= Selected text =
Begin

Tomasz Kitlinski

Tomasz Kitlinski did his M. Phil. at University of Paris 7, directed by Julia Kristeva, and is a lecturer at the Department of Philosophy and Sociology, Maria Sklodowska-Curie University, Lublin, Poland.

With his partner, Kitlinski participated in Poland’s queer visibility campaign Let Us Be Seen, which he described in his contribution to Men Speak Out. Views on Gender, Sex, and Power, edited by Shira Tarrant, Routledge 2008.

He has published two Polish-language books, The Stranger Is Within Us. To Love according to Julia Kristeva and Love and Democracy: Reflections on the Homosexual Question in Poland, Aureus, Cracow 2005 (co-authored with Pawel Leszkowicz and with an extensive English summary).

Kitlinski has contributed to The Advocate, Art in America, Bad Subjects, Dos yiddishe wort, Shterndlech/Meryba, Feminoteka, homiki.pl, Interalia, and Tageszeitung. With Joe Lockard, he co-authored 'Sex Slavery and Queer Resistance in Eastern Europe' in Out Here. Local and International Perspectives in Queer Studies, edited by Dominika Ferens, Tomasz Basiuk, Tomasz Sikora, Cambridge Scholars Press 2006 and ‘Monica Dreyfus’ in Our Monica. Ourselves. The Clinton Affair and the National Interest, edited by Lauren Berlant and Lisa Duggan, New York University Press, 2001.

End

= Written exercise =
Repeat the bio of Tomasz Kitlinski word for word.

Entries from a dataset

Begin

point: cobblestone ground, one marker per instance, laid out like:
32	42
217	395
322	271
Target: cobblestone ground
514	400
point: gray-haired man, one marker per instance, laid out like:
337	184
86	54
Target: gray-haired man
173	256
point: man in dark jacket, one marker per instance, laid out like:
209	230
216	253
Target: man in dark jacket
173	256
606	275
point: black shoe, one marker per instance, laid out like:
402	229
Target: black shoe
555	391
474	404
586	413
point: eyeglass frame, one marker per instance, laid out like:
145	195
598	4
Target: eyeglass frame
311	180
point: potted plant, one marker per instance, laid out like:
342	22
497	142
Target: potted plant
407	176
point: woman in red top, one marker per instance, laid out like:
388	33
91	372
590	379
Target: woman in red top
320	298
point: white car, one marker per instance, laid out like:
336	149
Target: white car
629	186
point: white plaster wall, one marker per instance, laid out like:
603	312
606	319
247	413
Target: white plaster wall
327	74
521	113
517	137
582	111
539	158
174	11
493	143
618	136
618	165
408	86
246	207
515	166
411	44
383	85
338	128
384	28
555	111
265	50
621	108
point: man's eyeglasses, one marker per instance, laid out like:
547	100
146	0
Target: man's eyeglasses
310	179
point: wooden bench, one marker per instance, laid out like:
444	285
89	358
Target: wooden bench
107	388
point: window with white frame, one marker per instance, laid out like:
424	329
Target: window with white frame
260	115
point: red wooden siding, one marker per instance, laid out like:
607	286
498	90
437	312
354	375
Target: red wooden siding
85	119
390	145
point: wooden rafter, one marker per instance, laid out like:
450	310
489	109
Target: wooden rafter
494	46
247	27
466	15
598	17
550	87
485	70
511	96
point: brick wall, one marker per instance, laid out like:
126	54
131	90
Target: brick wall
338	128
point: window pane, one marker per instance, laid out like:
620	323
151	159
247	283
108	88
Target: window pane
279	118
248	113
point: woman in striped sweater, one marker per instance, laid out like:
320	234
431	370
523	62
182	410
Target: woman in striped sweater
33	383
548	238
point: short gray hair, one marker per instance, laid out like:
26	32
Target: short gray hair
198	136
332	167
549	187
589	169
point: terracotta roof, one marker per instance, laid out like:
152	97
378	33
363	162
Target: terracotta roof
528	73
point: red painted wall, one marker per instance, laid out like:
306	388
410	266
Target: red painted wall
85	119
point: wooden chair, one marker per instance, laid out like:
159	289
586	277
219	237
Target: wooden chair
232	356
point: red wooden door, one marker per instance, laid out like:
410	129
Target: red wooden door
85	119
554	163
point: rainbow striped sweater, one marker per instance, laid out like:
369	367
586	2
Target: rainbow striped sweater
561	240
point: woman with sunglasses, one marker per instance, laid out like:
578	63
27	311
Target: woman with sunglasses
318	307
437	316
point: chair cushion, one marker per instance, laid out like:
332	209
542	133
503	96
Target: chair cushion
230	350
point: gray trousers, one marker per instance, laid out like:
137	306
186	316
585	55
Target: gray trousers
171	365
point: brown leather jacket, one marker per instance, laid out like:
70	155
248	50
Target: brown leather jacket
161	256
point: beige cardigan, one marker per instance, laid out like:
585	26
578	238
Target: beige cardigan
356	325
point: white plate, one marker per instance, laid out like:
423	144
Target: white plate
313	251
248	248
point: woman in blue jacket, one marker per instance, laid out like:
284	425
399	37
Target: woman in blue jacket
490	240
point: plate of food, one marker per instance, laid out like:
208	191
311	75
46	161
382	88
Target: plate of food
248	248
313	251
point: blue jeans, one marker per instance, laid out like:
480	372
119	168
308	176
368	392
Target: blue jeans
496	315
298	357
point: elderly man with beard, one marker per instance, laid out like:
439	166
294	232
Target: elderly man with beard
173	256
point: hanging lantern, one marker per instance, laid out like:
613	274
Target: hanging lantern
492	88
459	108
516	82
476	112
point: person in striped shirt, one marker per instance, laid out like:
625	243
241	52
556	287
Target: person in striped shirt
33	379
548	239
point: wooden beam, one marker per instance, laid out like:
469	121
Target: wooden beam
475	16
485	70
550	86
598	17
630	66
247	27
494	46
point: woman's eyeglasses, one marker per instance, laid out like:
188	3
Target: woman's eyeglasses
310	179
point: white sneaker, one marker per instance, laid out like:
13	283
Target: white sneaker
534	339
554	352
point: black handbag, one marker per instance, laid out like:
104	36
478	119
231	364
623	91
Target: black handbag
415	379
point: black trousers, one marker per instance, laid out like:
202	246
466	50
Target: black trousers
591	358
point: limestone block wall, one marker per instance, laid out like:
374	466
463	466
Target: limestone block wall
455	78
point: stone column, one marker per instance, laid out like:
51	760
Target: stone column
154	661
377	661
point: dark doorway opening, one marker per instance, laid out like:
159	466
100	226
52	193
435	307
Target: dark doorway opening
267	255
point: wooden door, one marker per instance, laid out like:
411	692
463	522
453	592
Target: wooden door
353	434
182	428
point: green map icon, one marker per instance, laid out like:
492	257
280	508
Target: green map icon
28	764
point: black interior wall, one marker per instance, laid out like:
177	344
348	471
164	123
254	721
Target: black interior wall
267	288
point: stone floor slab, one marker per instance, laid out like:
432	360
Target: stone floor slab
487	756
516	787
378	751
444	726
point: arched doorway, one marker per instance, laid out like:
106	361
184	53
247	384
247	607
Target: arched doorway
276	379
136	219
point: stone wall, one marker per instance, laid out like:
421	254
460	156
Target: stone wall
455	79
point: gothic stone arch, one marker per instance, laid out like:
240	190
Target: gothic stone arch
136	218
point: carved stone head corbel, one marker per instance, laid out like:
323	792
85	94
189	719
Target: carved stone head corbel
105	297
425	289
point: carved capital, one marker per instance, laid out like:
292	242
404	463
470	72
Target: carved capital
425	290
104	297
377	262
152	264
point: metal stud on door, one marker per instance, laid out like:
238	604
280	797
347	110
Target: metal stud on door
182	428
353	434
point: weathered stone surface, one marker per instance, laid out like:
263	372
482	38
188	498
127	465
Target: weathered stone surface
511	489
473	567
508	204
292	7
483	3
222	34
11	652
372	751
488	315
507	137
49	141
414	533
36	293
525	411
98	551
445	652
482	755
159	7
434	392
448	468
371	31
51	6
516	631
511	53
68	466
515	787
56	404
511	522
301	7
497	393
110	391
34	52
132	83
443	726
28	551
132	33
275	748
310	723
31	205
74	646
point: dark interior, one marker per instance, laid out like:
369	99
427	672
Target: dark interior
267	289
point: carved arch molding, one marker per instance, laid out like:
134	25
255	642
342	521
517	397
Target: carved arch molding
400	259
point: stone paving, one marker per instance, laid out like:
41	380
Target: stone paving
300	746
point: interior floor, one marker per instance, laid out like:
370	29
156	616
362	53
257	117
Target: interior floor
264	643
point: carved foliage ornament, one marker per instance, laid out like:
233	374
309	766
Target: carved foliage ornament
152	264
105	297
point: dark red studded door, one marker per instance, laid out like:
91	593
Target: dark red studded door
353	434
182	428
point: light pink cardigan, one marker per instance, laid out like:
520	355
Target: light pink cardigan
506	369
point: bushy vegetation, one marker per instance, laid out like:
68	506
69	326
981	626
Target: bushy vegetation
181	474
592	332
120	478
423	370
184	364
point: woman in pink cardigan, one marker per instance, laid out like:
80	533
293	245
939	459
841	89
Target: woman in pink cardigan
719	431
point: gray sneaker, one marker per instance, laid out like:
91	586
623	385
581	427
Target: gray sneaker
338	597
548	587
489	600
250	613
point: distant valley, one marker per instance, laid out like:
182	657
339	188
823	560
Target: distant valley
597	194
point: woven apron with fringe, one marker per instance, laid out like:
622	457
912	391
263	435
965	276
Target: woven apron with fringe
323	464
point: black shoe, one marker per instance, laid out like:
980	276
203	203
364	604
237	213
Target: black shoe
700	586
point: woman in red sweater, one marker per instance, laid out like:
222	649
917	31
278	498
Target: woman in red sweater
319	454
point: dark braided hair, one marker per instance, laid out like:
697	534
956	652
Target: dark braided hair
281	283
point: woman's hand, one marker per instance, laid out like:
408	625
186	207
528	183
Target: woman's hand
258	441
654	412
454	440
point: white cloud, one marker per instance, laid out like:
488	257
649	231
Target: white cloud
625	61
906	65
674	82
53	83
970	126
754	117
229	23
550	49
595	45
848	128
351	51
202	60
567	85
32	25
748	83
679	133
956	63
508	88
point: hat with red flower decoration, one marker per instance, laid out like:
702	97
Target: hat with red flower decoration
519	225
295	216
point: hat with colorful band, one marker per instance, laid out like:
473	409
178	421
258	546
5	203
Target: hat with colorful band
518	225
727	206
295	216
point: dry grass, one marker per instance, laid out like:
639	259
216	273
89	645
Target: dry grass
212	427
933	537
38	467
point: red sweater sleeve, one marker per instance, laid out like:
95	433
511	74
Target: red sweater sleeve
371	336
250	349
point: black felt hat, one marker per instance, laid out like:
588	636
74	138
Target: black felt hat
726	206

End

= Answer to the task =
Tomasz Kitlinski

Tomasz Kitlinski did his M. Phil. at University of Paris 7, directed by Julia Kristeva, and is a lecturer at the Department of Philosophy and Sociology, Maria Sklodowska-Curie University, Lublin, Poland.

With his partner, Kitlinski participated in Poland’s queer visibility campaign Let Us Be Seen, which he described in his contribution to Men Speak Out. Views on Gender, Sex, and Power, edited by Shira Tarrant, Routledge 2008.

He has published two Polish-language books, The Stranger Is Within Us. To Love according to Julia Kristeva and Love and Democracy: Reflections on the Homosexual Question in Poland, Aureus, Cracow 2005 (co-authored with Pawel Leszkowicz and with an extensive English summary).

Kitlinski has contributed to The Advocate, Art in America, Bad Subjects, Dos yiddishe wort, Shterndlech/Meryba, Feminoteka, homiki.pl, Interalia, and Tageszeitung. With Joe Lockard, he co-authored 'Sex Slavery and Queer Resistance in Eastern Europe' in Out Here. Local and International Perspectives in Queer Studies, edited by Dominika Ferens, Tomasz Basiuk, Tomasz Sikora, Cambridge Scholars Press 2006 and ‘Monica Dreyfus’ in Our Monica. Ourselves. The Clinton Affair and the National Interest, edited by Lauren Berlant and Lisa Duggan, New York University Press, 2001.